TEXT UNDER STUDY –
Information on Nerve Gas Agents and Germ Testing


NERVE GAS AGENTS

Nerve agents enter the body through the respiratory system, skin and eyes. They are odorless and tasteless. One drop of nerve agent VX is lethal.

Symptoms of exposure are violent headaches, numbness, burning in legs, paranoia, mental confusion.

In seven tests, less than 63% of the nerve agent VX fell within the 4-mile test area. Other nerve agents tested were GA and GB.

In some tests, nerve agent VX was sprayed at a height of between 245 and 1,280 feet and speeds of between 341 and 550 mph.

On march 13, 1986, -- 6,000 sheep were killed in Skull Valley because they were in the downwind path of nerve agent VX.

Extracted records:

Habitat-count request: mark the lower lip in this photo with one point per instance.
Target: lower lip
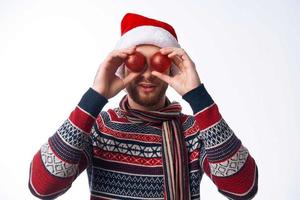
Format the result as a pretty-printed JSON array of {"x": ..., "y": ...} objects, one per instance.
[{"x": 147, "y": 89}]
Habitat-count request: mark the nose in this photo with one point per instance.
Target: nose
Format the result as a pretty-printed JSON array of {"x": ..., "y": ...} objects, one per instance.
[{"x": 147, "y": 71}]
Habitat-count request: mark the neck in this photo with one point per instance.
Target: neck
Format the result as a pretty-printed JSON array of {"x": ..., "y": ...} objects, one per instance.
[{"x": 135, "y": 105}]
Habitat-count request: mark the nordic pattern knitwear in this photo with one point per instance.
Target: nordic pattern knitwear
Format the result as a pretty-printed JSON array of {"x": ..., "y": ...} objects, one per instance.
[
  {"x": 124, "y": 160},
  {"x": 174, "y": 153}
]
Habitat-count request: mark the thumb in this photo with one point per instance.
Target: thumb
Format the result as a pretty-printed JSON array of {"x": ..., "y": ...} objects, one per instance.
[
  {"x": 130, "y": 77},
  {"x": 161, "y": 76}
]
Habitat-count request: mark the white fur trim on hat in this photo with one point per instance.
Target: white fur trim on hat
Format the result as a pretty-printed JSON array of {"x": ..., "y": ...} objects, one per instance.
[{"x": 147, "y": 35}]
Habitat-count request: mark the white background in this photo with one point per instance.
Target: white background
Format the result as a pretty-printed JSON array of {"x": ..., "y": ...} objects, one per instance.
[{"x": 246, "y": 52}]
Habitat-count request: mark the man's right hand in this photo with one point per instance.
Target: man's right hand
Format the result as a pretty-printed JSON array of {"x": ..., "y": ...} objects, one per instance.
[{"x": 106, "y": 82}]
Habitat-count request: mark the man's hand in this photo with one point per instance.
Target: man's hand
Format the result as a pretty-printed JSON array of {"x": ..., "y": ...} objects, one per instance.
[
  {"x": 188, "y": 78},
  {"x": 106, "y": 82}
]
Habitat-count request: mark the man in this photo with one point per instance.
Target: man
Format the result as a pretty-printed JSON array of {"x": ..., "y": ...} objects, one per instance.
[{"x": 145, "y": 148}]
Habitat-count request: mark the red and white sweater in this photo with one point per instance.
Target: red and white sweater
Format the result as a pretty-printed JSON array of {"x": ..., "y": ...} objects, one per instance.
[{"x": 124, "y": 161}]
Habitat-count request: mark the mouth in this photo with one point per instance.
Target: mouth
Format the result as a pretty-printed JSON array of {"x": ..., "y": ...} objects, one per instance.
[{"x": 147, "y": 87}]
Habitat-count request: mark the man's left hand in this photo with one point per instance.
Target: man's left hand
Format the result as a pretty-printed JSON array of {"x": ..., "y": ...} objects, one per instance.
[{"x": 187, "y": 78}]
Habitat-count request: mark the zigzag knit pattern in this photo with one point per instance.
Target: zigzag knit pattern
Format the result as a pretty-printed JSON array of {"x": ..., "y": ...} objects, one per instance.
[{"x": 124, "y": 159}]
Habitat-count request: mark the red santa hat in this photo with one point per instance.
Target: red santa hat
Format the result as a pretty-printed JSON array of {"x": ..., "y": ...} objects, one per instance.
[{"x": 137, "y": 29}]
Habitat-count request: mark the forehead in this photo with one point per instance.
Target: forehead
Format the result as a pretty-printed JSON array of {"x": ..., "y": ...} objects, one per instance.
[{"x": 147, "y": 49}]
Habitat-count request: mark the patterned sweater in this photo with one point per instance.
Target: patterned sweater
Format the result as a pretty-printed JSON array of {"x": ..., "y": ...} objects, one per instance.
[{"x": 124, "y": 159}]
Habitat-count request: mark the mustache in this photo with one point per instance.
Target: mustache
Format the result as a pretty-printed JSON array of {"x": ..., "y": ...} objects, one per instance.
[{"x": 150, "y": 79}]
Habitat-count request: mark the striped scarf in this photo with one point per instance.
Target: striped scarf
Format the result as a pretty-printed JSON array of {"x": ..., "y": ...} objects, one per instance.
[{"x": 174, "y": 152}]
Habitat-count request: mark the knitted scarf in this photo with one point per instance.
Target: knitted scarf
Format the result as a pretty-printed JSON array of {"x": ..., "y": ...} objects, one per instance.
[{"x": 174, "y": 152}]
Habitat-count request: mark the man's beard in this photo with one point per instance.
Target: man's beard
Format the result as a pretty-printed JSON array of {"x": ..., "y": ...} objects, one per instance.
[{"x": 147, "y": 99}]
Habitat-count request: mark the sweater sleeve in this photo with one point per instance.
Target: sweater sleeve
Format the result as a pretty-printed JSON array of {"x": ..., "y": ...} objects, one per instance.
[
  {"x": 68, "y": 152},
  {"x": 223, "y": 157}
]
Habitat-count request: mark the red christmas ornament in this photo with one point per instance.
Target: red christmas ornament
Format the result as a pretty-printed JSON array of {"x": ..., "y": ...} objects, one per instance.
[
  {"x": 135, "y": 62},
  {"x": 160, "y": 62}
]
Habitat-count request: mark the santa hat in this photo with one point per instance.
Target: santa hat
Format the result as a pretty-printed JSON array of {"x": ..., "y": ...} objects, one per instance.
[{"x": 137, "y": 29}]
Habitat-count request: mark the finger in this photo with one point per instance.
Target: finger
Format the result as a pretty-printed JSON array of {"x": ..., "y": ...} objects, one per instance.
[
  {"x": 177, "y": 61},
  {"x": 161, "y": 76},
  {"x": 131, "y": 76},
  {"x": 167, "y": 50},
  {"x": 129, "y": 50}
]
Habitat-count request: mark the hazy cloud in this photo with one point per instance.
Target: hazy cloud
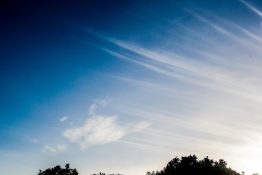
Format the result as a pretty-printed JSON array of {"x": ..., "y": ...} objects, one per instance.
[{"x": 54, "y": 149}]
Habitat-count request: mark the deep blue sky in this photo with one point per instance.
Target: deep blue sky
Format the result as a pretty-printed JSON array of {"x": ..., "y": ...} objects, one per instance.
[{"x": 136, "y": 64}]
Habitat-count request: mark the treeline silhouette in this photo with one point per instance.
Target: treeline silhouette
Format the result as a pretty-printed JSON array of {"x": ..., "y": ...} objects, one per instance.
[{"x": 188, "y": 165}]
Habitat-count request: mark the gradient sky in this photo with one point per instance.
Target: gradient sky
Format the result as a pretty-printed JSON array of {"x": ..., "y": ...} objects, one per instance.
[{"x": 125, "y": 86}]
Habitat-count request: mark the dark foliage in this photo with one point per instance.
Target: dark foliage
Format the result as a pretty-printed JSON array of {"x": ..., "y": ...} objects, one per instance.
[
  {"x": 59, "y": 171},
  {"x": 190, "y": 165}
]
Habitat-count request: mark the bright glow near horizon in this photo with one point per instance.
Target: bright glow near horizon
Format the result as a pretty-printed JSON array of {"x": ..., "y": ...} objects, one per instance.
[{"x": 183, "y": 82}]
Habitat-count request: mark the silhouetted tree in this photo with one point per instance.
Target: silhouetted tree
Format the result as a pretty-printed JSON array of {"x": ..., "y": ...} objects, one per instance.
[
  {"x": 190, "y": 165},
  {"x": 57, "y": 170}
]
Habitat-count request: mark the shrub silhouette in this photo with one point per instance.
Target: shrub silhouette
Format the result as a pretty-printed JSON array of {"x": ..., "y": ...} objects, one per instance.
[
  {"x": 57, "y": 170},
  {"x": 190, "y": 165}
]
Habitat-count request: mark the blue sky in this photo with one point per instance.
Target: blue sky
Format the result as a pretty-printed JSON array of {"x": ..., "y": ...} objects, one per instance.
[{"x": 125, "y": 86}]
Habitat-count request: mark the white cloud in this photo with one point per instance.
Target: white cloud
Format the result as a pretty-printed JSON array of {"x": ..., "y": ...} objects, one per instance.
[
  {"x": 54, "y": 149},
  {"x": 34, "y": 140},
  {"x": 63, "y": 119},
  {"x": 98, "y": 102},
  {"x": 101, "y": 130}
]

ABOUT THIS EXERCISE –
Return the full text on nerve gas agents word for word. This data was taken from a separate source.

EXERCISE RESULT –
Information on Nerve Gas Agents and Germ Testing


NERVE GAS AGENTS

Nerve agents enter the body through the respiratory system, skin and eyes. They are odorless and tasteless. One drop of nerve agent VX is lethal.

Symptoms of exposure are violent headaches, numbness, burning in legs, paranoia, mental confusion.

In seven tests, less than 63% of the nerve agent VX fell within the 4-mile test area. Other nerve agents tested were GA and GB.

In some tests, nerve agent VX was sprayed at a height of between 245 and 1,280 feet and speeds of between 341 and 550 mph.

On march 13, 1986, -- 6,000 sheep were killed in Skull Valley because they were in the downwind path of nerve agent VX.